**作業指示**
服装をめぐる会話の抜粋から、「私は、その日の天気を見て服装を決めるんです。」という一文を英語に訳してください。
━━━ 読解用抜粋
アクセサリーもそういう効果がありますね。
- 岡本
- そう! それと、
私は、その日の天気を見て服装を決めるんです。
今日は日中が暑くなるって聞いたから、
肌が出てないと暑くて汗だくになっちゃうかなって。
- 伊藤
- 小物か服か、どっちが先ですか?
- 岡本
- う~ん、どちらとも言えないかな。
同時かな。
- 伊藤
- お二人とも、重ね着が上手ですよね。
- 岡本
- まさこさんは重ね着、しないですよね。
- 伊藤
- 暑いっていうのがまずあるんですけど、
面倒くさいっていうのもあって。
- 岡本
- たしかに、考えるのが面倒だというのはわかる。
- 伊藤
- 防寒のためにコートを、という重ねかたはしても、
レイヤードを楽しむとか、
重ねることでコーディネートを完成させるような、
流行の重ね着は苦手かもしれません。
━━━━━━
━━━ 元データ
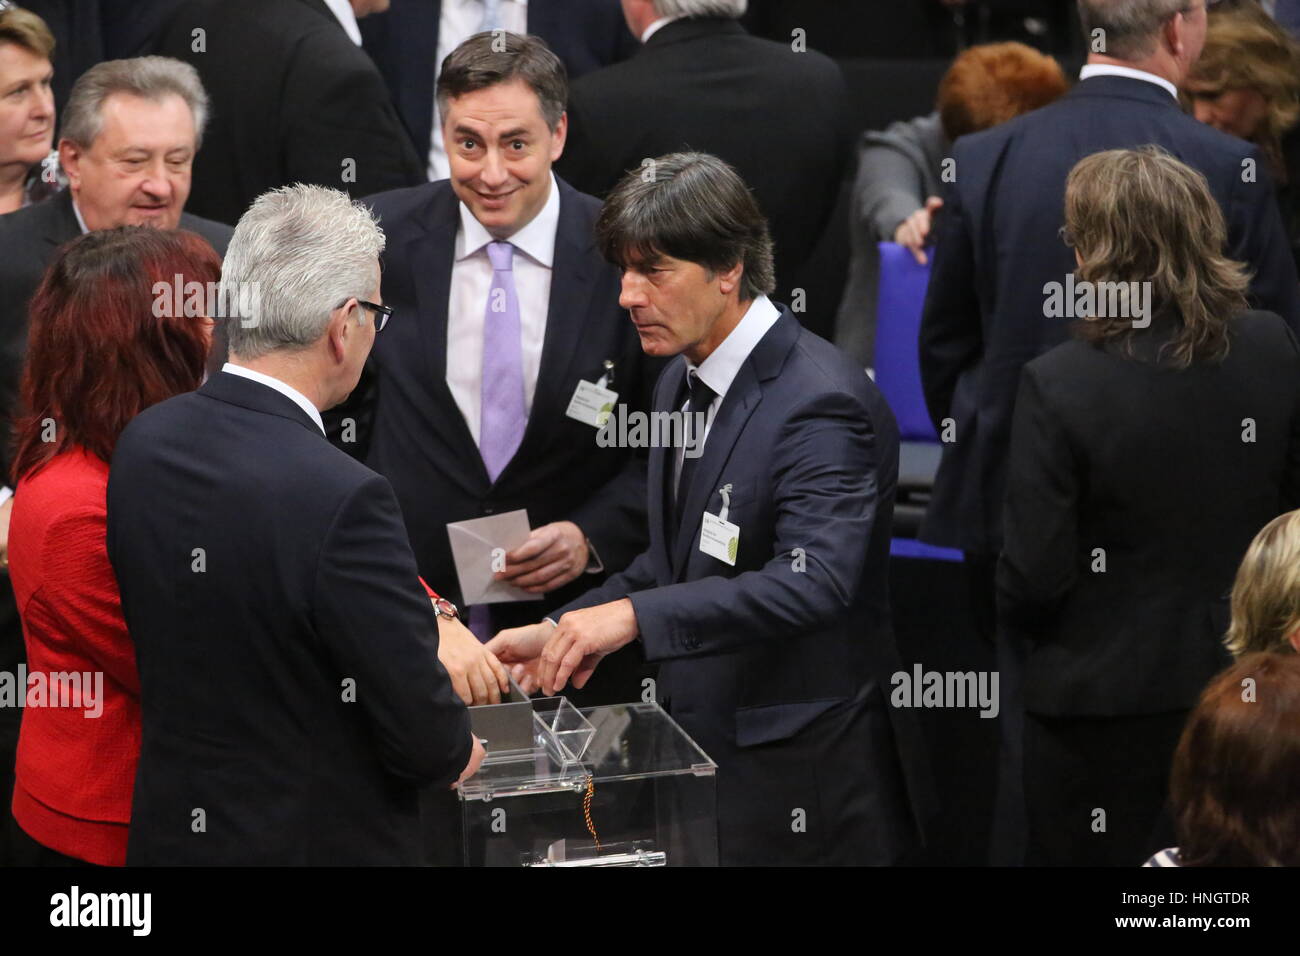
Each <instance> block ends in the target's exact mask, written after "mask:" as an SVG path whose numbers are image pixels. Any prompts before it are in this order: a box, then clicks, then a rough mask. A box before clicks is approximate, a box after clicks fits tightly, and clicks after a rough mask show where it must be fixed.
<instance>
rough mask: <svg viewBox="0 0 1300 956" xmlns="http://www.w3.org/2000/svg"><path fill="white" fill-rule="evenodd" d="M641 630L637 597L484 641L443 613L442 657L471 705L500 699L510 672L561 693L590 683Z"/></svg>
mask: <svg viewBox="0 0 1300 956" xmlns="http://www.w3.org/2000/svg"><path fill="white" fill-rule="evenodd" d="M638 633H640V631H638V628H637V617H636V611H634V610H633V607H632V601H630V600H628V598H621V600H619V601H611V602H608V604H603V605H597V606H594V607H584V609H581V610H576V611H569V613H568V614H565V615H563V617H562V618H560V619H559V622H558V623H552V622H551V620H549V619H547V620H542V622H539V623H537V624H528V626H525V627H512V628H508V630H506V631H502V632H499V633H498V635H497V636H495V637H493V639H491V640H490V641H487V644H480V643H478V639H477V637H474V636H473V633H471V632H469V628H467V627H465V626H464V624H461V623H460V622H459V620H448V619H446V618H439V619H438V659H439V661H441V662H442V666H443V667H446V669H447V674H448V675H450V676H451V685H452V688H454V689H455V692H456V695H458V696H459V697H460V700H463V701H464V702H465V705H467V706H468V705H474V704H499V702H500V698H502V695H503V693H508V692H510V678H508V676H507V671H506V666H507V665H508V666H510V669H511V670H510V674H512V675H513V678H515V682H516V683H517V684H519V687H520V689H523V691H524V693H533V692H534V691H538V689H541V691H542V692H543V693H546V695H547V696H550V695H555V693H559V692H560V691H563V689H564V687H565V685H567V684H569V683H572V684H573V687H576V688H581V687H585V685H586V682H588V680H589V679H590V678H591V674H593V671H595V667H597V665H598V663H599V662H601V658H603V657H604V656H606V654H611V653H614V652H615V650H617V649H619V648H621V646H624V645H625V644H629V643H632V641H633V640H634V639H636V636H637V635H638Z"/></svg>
━━━━━━
**作業結果**
I decide what to wear by looking at the weather that day.